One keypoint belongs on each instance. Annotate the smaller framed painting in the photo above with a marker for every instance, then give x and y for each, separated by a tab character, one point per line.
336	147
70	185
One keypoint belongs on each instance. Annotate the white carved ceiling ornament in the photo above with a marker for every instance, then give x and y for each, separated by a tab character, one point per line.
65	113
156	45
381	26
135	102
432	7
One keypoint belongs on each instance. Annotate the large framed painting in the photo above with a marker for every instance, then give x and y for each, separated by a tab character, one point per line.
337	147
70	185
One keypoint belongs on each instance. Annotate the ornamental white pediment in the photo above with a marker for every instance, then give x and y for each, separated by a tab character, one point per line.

########################################

Return the listing above verbatim.

One keypoint belongs on each instance. Annotate the smaller framed painting in the photo above with a marker for every instance, then give x and y for each, separated by a tab character, one point per line.
336	147
70	185
One keypoint belongs on each instance. Annotate the white carved ceiling ornament in the photo above with a marker for every instance, then give x and y for each, separated by a tab character, one point per line.
65	113
156	45
381	26
135	102
432	7
One keypoint belongs on each instance. Annotate the large framed painting in the photo above with a marker for every instance, then give x and y for each, separated by a tab character, one point per line.
337	147
70	185
One keypoint belongs on each instance. Annotate the ornamental white pediment in the photo above with a marker for every instance, then give x and y for each, separated by a tab character, one point per line.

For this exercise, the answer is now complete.